* **Passage shown**:
- - -

The Exchanges' Greatest Hits of 1996
Many of last year's most successful new contracts rode
the equity bull market to success. Others succeeded on their own charms.
By Karen Spinner
1996 will not be remembered as a banner year for new, innovative exchange-traded
contracts. For the major exchanges, in fact, 1996 was what they euphemistically
call a "building year."
In Europe, preparations for the European Monetary Union dominated the
agenda. Exchanges concerned themselves with how contracts denominated in
the Deutsche mark and other likely EMU currencies should settle, and how
European interest rate and currency contracts will fare given the probable
convergence among euro rates and currencies and the resulting decline in
demand. These issues also had an effect on U.S. exchanges such as the Philadelphia
Stock Exchange and the New York Cotton Exchange's financial subsidiary FINEX,
both of which emphasize currency contracts.
Meanwhile, other U.S.-based exchanges encountered a variety of regulatory
hurdles to releasing new, structured products. The Securities and Exchange
Commission and the Commodities Futures Trading Commission continued to keep
a tight rein over what they see as new "derivative" products and
related risks. "I think one reason we didn't see a lot of new offerings
last year is that the markets are already well-served by existing contracts,"
notes one head of product development for a major exchange. "It's getting
harder and harder now to come out with the next 'latest and greatest' thing."
Still, there were some strong contenders in the 1996 exchange contract
playoffs. Equity indices and sector-specific products-such as options and
futures on technology and emerging market indices-rode the current bull
market to high trading volume and open interest. Demand for such products
has been strong from both retail and institutional investors looking to
hedge the gains they've made during the past two years. This demand has
also led to a proliferation of options and futures on single, highly popular
stocks. Also, a few highly specific niche products have emerged, serving
a variety of special interests.

- - -

* **Given information**:
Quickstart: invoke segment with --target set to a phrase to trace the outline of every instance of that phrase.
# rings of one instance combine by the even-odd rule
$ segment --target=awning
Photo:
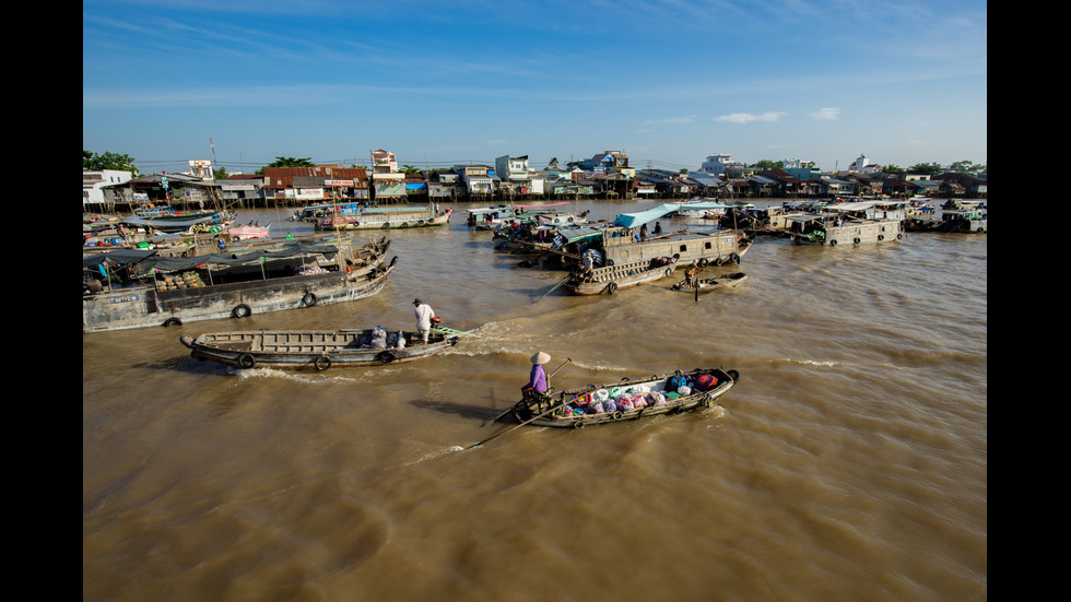
[[[617,215],[616,220],[614,220],[614,225],[632,228],[640,224],[654,222],[655,220],[658,220],[669,213],[673,213],[674,211],[692,211],[694,209],[728,209],[729,206],[730,205],[725,203],[714,201],[663,203],[654,209],[648,209],[647,211],[640,211],[637,213],[622,213],[621,215]]]

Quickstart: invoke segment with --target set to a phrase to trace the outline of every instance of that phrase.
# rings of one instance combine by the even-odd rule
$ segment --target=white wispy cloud
[[[730,113],[729,115],[722,115],[720,117],[715,117],[714,121],[727,121],[729,123],[751,123],[753,121],[778,121],[781,117],[785,117],[784,111],[772,110],[768,113]]]

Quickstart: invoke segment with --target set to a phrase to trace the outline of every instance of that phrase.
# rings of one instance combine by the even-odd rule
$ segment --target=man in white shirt
[[[427,333],[432,330],[432,318],[435,317],[435,311],[432,306],[425,305],[421,299],[413,300],[413,312],[416,315],[416,330],[420,332],[421,344],[427,344]]]

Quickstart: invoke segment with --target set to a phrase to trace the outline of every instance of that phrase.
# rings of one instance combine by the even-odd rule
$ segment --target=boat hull
[[[316,229],[401,229],[442,226],[450,221],[452,213],[452,209],[438,215],[434,210],[408,213],[351,213],[316,222]]]
[[[676,291],[679,293],[687,293],[691,295],[696,292],[696,288],[698,288],[699,294],[706,294],[714,291],[735,288],[737,286],[743,284],[745,280],[748,280],[748,275],[744,274],[743,272],[734,272],[731,274],[699,279],[696,281],[698,283],[698,287],[688,286],[682,280],[681,282],[673,285],[673,291]]]
[[[667,380],[672,376],[681,376],[685,373],[680,370],[672,374],[655,375],[638,380],[623,379],[619,382],[612,382],[608,385],[589,385],[584,388],[567,389],[558,394],[558,400],[556,404],[558,409],[553,413],[542,417],[536,417],[532,420],[530,414],[533,413],[533,408],[530,402],[520,401],[514,406],[513,416],[518,422],[527,423],[533,426],[551,426],[556,428],[581,428],[584,426],[598,425],[598,424],[612,424],[625,421],[634,421],[640,418],[647,418],[652,416],[658,416],[662,414],[679,414],[684,412],[690,412],[699,408],[710,408],[715,405],[717,400],[729,392],[730,389],[740,380],[740,374],[735,370],[723,370],[721,368],[707,368],[707,369],[695,369],[687,373],[692,376],[697,376],[701,374],[714,375],[718,380],[717,385],[706,391],[695,391],[690,394],[681,396],[673,400],[667,400],[657,405],[648,405],[646,408],[635,408],[632,410],[615,410],[613,412],[603,413],[582,413],[579,415],[566,415],[564,411],[566,405],[576,406],[576,400],[582,398],[582,396],[598,391],[600,389],[612,390],[613,388],[639,388],[642,386],[647,386],[651,390],[662,391],[664,390]],[[539,415],[539,410],[534,410],[536,414]]]
[[[573,295],[614,294],[627,288],[673,275],[676,263],[652,265],[650,261],[634,261],[596,268],[589,272],[574,271],[565,290]]]
[[[198,359],[226,366],[276,368],[292,370],[326,370],[328,368],[368,367],[402,364],[436,355],[458,343],[458,337],[431,332],[426,345],[417,344],[420,334],[401,333],[403,347],[372,347],[372,329],[367,330],[296,330],[235,331],[185,334],[179,342],[190,349]]]
[[[175,291],[115,288],[83,296],[82,332],[181,326],[354,302],[379,293],[393,263],[379,263],[362,275],[327,272]]]
[[[851,246],[895,243],[904,238],[899,220],[849,222],[843,226],[824,226],[807,233],[792,233],[793,245]]]

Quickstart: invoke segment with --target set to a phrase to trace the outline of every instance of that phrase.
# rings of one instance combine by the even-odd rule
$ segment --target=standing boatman
[[[432,309],[432,306],[425,305],[417,297],[413,299],[413,314],[416,315],[416,331],[421,335],[420,344],[426,345],[427,334],[432,330],[432,319],[435,318],[435,311]]]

- - -

* **Your instructions**:
Lift from the 1996 exchange contracts article the passage between "The Exchanges' Greatest" and "their own charms.", inclusive. The material has no connection to the 1996 exchange contracts article.

* **Exercise output**:
The Exchanges' Greatest Hits of 1996
Many of last year's most successful new contracts rode
the equity bull market to success. Others succeeded on their own charms.